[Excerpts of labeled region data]
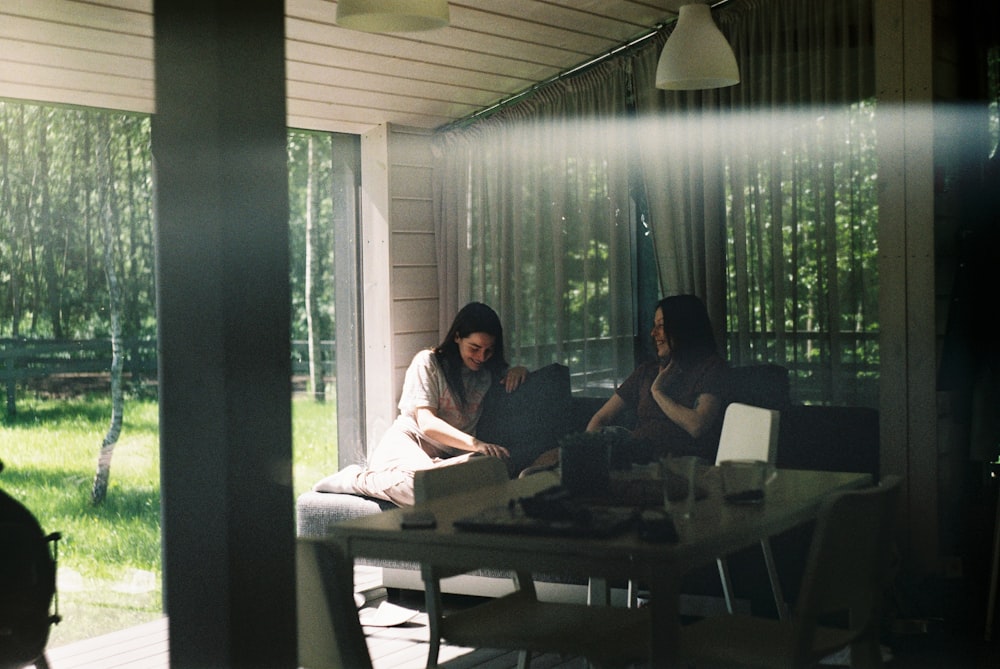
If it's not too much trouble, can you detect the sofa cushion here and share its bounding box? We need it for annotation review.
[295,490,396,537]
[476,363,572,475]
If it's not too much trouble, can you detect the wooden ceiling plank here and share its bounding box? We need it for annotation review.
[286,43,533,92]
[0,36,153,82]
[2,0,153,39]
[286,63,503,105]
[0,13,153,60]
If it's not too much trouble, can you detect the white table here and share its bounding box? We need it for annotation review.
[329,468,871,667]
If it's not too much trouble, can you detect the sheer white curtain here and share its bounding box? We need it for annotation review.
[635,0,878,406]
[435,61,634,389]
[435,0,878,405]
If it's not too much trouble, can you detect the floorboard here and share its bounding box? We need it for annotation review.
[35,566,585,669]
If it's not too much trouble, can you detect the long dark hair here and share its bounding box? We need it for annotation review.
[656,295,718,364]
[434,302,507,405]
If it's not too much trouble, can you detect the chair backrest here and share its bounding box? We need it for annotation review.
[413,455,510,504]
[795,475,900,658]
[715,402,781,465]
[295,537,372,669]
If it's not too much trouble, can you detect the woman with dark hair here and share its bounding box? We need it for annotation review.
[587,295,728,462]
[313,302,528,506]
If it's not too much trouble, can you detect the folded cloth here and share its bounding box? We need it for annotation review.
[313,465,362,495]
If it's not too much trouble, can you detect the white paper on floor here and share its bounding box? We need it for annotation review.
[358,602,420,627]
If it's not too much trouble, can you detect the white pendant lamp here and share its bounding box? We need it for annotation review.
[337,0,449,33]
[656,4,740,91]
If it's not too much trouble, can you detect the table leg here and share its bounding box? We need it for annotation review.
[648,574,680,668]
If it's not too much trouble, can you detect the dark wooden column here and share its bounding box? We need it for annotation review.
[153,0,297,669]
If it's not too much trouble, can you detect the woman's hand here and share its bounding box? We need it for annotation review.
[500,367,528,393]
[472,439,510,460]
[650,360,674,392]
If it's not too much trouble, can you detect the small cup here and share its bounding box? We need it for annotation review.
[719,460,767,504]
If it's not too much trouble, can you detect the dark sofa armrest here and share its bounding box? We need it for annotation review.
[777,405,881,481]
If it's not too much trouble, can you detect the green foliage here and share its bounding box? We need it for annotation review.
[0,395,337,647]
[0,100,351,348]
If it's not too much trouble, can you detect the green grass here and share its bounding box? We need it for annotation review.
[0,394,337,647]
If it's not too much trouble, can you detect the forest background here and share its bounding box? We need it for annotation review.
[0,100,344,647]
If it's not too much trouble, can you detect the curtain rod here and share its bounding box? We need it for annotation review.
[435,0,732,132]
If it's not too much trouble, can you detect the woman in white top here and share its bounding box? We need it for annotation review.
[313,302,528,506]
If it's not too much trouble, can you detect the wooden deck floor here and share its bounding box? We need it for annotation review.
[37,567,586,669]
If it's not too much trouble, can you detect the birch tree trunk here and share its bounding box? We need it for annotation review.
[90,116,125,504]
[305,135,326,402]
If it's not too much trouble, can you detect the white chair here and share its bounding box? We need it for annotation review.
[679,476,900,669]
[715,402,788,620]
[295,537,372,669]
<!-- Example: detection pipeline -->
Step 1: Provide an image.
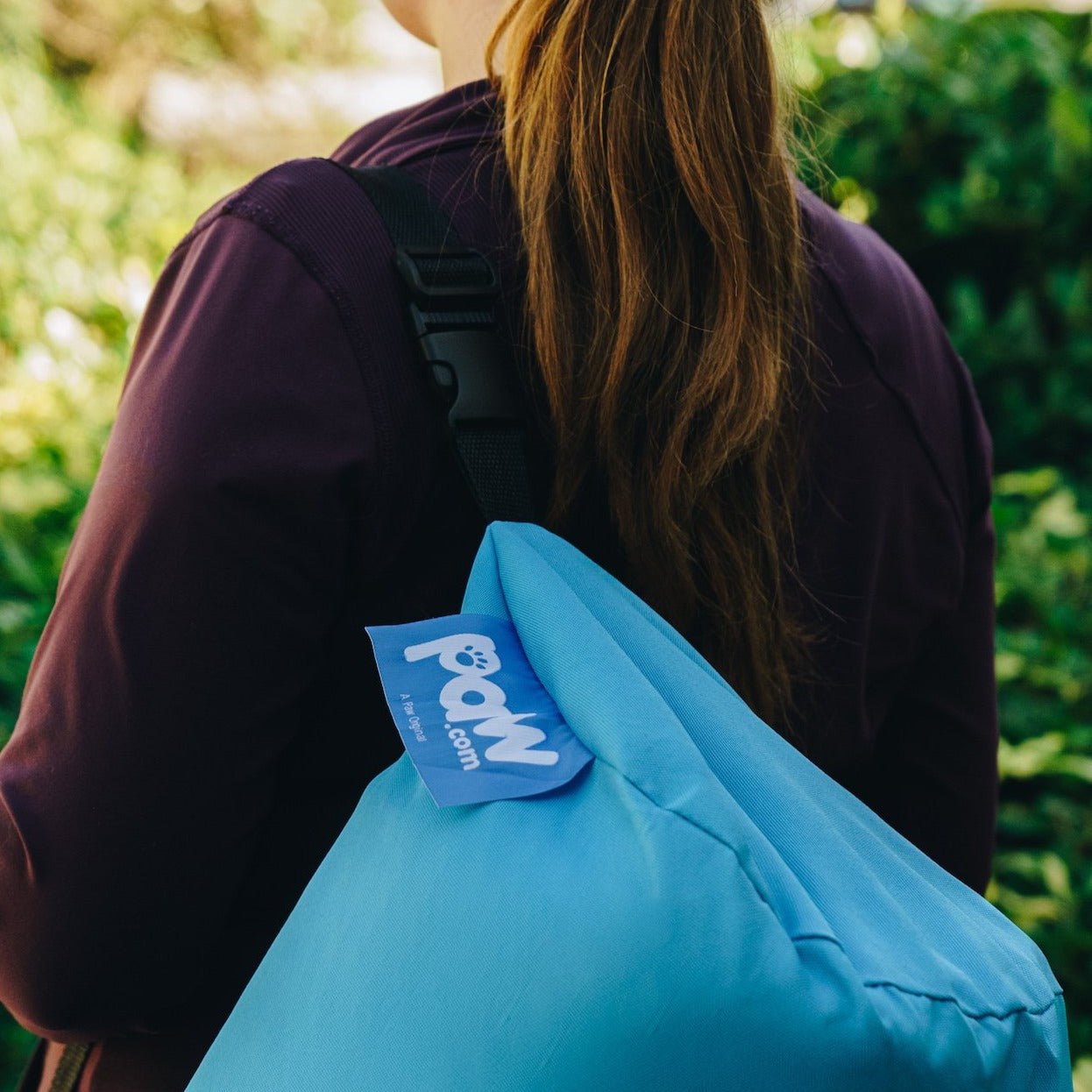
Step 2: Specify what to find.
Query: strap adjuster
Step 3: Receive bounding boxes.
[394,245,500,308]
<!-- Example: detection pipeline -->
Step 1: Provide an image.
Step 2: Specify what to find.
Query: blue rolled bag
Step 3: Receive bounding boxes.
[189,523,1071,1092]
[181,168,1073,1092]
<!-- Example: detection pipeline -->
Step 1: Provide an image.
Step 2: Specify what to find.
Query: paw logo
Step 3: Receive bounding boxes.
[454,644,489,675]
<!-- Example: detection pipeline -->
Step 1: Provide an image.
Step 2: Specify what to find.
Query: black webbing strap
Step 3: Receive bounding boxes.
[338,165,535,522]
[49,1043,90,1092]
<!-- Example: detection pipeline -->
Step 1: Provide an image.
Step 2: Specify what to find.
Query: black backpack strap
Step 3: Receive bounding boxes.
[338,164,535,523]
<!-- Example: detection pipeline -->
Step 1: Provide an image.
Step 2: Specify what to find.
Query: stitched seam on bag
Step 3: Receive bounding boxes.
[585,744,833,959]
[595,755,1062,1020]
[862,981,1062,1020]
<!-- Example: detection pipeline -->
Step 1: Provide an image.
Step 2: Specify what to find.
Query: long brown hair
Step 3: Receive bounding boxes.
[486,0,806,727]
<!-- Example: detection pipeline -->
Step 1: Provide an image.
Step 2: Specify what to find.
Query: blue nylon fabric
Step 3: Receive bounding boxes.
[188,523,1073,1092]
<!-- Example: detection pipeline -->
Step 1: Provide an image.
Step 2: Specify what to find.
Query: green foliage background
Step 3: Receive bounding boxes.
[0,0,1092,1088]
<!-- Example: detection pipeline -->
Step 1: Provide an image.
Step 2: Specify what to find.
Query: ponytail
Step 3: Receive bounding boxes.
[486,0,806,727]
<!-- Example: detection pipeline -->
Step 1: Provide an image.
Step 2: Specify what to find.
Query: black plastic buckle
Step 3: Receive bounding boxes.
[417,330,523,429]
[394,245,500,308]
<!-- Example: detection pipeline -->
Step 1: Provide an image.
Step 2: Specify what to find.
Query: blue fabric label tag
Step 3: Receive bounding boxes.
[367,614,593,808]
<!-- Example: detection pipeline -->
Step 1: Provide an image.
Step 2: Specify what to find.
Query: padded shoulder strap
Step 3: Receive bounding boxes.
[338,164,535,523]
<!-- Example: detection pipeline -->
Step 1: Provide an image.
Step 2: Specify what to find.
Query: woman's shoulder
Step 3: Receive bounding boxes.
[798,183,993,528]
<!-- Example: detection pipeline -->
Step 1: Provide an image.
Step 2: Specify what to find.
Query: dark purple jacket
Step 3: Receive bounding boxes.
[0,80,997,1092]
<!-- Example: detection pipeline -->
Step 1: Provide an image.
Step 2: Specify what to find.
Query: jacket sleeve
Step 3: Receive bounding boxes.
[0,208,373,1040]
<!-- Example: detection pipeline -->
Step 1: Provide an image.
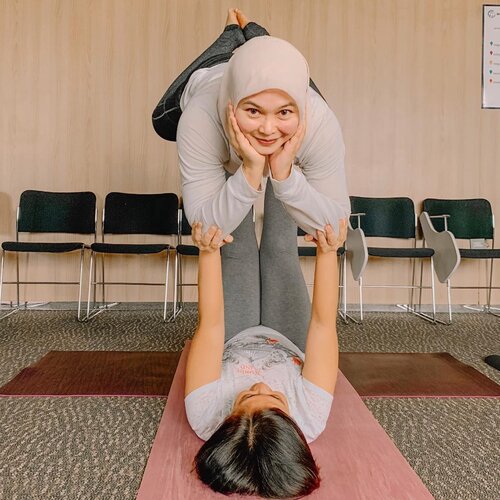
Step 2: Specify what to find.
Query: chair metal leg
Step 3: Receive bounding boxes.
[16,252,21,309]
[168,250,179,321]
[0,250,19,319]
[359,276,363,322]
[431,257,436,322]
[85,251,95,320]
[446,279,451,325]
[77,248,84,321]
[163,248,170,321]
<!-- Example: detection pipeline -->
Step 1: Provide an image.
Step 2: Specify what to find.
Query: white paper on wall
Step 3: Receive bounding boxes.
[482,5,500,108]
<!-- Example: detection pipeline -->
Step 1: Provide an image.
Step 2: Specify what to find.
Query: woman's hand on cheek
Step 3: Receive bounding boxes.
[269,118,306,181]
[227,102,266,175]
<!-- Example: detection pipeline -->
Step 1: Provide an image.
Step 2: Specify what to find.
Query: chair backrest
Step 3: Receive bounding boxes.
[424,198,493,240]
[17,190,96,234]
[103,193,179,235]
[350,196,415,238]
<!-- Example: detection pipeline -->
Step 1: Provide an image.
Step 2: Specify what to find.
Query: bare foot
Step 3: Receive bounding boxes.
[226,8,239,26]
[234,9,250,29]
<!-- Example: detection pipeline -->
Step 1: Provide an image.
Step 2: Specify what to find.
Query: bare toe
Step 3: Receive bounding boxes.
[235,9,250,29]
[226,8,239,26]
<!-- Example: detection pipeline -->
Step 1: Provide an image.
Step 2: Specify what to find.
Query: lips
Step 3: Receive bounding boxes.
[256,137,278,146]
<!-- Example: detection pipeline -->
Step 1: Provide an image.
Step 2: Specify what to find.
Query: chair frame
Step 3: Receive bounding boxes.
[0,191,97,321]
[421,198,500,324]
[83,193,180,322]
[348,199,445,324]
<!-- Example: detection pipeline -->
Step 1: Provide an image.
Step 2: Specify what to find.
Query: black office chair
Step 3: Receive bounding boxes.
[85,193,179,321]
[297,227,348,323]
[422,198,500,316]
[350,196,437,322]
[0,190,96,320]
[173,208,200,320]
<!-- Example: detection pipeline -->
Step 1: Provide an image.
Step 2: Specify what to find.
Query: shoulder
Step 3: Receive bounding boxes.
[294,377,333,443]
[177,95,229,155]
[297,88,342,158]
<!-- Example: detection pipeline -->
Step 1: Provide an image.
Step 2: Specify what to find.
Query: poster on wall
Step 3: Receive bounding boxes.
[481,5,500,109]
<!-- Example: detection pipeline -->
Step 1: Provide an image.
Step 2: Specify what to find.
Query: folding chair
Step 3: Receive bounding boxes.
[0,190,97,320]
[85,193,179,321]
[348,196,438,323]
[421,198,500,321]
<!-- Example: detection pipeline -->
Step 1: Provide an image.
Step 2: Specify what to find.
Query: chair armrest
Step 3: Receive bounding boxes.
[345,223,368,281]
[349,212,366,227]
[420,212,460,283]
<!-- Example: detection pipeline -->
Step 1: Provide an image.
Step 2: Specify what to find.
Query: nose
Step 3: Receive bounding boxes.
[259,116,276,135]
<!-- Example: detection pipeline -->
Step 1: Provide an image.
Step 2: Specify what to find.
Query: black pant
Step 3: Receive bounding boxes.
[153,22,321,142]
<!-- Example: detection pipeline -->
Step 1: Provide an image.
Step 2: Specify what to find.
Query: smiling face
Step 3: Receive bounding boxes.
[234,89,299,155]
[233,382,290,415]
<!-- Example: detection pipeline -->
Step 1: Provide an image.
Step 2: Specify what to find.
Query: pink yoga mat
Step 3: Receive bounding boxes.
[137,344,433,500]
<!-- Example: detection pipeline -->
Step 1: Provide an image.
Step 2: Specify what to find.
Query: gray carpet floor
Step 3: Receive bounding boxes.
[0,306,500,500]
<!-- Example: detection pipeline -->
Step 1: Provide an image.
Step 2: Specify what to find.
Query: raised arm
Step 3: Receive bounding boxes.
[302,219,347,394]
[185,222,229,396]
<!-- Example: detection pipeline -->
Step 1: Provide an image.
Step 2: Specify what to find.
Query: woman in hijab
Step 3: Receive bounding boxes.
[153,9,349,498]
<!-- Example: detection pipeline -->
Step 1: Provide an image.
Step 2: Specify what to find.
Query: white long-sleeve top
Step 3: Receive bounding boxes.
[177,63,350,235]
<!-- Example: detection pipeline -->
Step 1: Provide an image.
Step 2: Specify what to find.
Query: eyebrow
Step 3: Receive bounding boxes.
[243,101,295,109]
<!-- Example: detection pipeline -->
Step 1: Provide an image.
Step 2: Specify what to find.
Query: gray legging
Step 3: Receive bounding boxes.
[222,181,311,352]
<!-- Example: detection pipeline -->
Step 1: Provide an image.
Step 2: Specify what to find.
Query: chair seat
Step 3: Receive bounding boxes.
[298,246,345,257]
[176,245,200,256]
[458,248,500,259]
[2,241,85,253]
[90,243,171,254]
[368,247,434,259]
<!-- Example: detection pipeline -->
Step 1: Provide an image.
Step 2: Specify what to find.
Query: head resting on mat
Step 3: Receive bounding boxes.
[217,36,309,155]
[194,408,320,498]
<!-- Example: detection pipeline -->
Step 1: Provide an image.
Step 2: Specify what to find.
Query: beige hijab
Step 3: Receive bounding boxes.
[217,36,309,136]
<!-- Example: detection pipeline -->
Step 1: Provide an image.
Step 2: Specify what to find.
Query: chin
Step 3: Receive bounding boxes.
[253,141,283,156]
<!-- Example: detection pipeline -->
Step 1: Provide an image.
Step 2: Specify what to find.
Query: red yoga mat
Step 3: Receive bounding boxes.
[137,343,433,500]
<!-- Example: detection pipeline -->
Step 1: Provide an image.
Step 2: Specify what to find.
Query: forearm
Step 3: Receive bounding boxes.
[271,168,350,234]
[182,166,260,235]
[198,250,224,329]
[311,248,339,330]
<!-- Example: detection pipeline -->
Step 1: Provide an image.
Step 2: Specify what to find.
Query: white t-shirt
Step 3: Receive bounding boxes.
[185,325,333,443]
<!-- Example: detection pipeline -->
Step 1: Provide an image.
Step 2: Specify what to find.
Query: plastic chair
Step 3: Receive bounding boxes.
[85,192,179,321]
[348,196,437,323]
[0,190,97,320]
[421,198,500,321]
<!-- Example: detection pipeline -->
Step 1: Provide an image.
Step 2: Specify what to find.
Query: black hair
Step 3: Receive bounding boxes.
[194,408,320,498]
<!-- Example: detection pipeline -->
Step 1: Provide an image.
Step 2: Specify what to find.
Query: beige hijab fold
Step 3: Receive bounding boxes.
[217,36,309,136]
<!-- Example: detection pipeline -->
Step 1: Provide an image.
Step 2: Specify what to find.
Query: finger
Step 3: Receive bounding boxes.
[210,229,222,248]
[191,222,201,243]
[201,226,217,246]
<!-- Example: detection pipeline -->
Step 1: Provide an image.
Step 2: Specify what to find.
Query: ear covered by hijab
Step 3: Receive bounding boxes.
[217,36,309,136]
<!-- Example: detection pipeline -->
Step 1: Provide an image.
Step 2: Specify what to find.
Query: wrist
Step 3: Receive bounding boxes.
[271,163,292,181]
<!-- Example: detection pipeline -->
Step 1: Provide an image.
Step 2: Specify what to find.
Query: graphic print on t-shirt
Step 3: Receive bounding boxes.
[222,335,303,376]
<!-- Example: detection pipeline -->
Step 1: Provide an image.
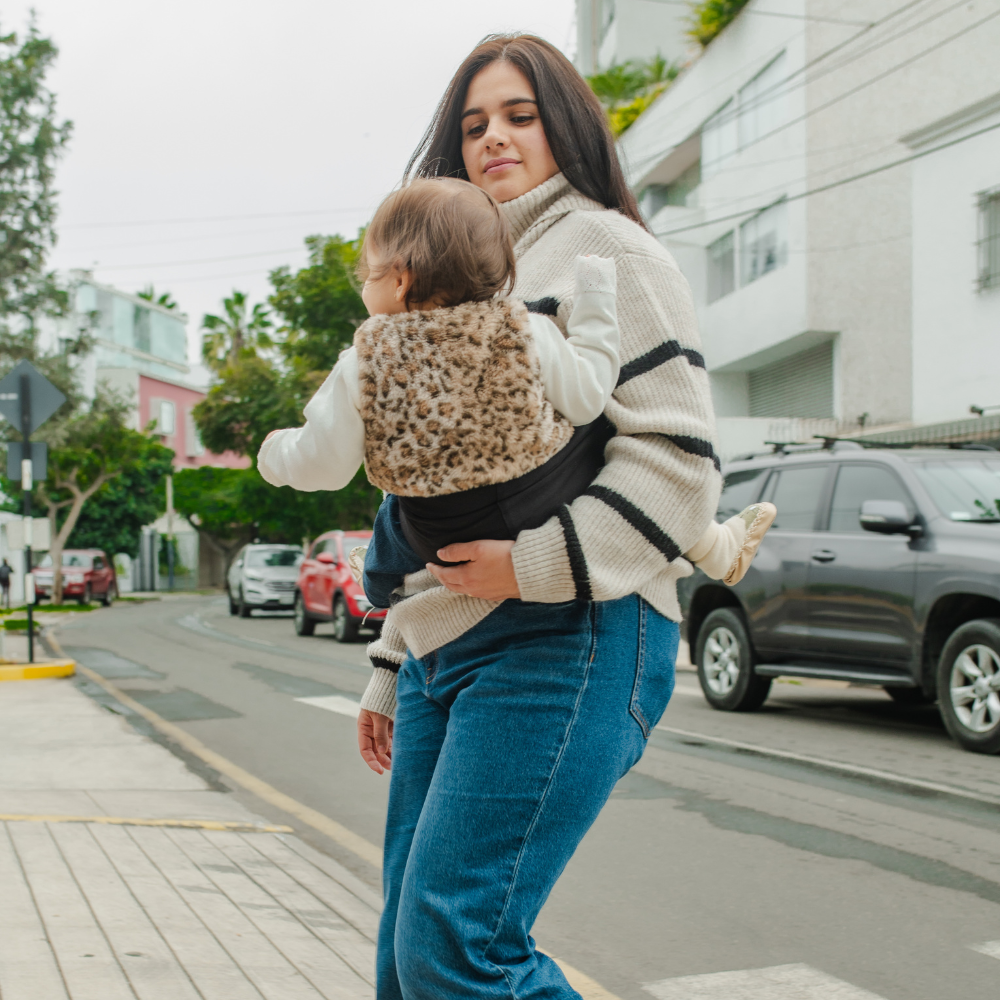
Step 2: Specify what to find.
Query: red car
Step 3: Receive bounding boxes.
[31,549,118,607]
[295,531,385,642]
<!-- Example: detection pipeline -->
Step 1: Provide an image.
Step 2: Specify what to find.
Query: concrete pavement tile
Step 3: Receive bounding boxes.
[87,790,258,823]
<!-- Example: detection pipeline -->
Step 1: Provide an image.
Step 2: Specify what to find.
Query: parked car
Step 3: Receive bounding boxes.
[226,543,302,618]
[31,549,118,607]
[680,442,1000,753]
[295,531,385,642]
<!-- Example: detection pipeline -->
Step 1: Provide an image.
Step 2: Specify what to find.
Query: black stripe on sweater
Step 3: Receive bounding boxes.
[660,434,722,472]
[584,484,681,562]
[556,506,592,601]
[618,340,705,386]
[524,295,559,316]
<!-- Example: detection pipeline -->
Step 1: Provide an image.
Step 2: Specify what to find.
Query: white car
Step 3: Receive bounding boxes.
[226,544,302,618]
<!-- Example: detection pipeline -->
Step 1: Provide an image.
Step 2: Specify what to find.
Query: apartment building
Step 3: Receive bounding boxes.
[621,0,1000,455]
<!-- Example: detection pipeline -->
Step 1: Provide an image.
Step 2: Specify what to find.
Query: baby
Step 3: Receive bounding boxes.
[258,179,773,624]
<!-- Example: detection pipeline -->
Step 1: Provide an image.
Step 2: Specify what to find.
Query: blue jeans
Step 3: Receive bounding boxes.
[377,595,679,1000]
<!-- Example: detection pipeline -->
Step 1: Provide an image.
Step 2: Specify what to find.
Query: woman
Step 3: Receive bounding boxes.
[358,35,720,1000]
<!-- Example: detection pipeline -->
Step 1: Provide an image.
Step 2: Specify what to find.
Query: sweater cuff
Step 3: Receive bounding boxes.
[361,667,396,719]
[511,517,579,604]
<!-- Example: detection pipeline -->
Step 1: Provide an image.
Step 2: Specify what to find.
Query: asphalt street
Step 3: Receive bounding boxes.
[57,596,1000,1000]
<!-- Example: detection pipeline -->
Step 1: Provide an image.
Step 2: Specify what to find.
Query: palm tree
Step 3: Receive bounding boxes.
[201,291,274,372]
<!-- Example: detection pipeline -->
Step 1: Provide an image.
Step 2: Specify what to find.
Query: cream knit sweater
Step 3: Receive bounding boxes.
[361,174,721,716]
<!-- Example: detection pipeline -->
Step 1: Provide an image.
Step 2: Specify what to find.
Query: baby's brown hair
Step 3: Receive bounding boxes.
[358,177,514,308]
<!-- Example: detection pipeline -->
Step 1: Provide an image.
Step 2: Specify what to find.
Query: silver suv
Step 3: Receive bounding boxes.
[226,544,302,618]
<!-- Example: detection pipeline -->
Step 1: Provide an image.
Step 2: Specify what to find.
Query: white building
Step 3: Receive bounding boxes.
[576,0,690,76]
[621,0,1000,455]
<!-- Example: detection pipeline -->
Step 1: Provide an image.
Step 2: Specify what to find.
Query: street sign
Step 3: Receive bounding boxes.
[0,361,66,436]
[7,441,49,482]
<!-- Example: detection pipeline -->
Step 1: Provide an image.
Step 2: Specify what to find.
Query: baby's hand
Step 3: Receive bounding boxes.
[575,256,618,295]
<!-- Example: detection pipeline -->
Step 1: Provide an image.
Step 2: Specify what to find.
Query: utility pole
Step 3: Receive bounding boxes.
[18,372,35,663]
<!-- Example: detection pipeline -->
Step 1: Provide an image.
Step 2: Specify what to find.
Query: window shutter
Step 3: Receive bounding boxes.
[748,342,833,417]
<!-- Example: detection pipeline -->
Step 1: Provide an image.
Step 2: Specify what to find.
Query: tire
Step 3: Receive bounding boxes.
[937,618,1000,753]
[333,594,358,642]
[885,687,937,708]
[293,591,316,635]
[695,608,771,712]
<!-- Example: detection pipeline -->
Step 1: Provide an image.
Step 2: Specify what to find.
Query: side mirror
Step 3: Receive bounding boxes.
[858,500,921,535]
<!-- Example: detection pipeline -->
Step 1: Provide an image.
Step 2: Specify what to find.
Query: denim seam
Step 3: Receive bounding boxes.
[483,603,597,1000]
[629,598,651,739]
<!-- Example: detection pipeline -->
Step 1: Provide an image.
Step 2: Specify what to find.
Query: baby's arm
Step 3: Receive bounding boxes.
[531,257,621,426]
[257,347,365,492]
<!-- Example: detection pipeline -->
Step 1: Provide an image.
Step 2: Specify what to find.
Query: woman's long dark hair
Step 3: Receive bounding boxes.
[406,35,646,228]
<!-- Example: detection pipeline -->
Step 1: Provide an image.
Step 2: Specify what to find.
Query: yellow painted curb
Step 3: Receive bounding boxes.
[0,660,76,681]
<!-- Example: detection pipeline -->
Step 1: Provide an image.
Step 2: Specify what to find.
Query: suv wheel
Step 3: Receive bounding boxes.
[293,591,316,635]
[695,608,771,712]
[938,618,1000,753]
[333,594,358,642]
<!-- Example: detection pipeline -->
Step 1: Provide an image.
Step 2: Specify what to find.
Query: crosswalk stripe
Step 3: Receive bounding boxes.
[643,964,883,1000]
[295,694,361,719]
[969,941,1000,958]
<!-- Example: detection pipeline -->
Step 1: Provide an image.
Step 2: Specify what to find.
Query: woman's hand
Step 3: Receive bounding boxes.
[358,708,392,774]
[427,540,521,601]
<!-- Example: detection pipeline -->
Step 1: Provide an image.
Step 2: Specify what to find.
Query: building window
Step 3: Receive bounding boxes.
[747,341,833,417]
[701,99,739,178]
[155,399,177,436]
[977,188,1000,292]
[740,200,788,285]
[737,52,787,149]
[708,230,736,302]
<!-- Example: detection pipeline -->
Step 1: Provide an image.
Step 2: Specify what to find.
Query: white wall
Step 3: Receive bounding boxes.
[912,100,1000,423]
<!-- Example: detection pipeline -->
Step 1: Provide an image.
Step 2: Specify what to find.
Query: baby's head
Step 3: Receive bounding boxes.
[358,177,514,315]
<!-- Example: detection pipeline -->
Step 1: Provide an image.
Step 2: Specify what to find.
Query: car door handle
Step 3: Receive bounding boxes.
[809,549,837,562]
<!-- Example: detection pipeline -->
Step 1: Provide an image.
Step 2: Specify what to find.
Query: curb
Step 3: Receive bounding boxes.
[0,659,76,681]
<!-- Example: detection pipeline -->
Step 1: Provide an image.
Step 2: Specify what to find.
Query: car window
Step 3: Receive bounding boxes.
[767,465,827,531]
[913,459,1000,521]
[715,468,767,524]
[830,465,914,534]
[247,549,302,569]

## Goal
Rewrite the records starting at the beginning and ending at the line containing "[329,468,871,667]", replacing "annotation review" with "dataset cleanup" and leaving everything else unchanged. Leave the pictures out of your answer.

## Exercise solution
If it's not too much trouble, can you detect the sofa cushion here and share its bounding box? We need it for dataset cleanup.
[295,490,396,537]
[476,363,572,475]
If it's not too much trouble, can you detect the wooden ceiling plank here and share its bounding box? We need it for dataset cleanup.
[286,43,533,92]
[0,36,153,82]
[2,0,153,39]
[286,63,503,105]
[0,13,153,60]
If it's not too much trouble, can you detect the white table here and share its bounding box? We need it for dataset cleanup.
[329,468,871,667]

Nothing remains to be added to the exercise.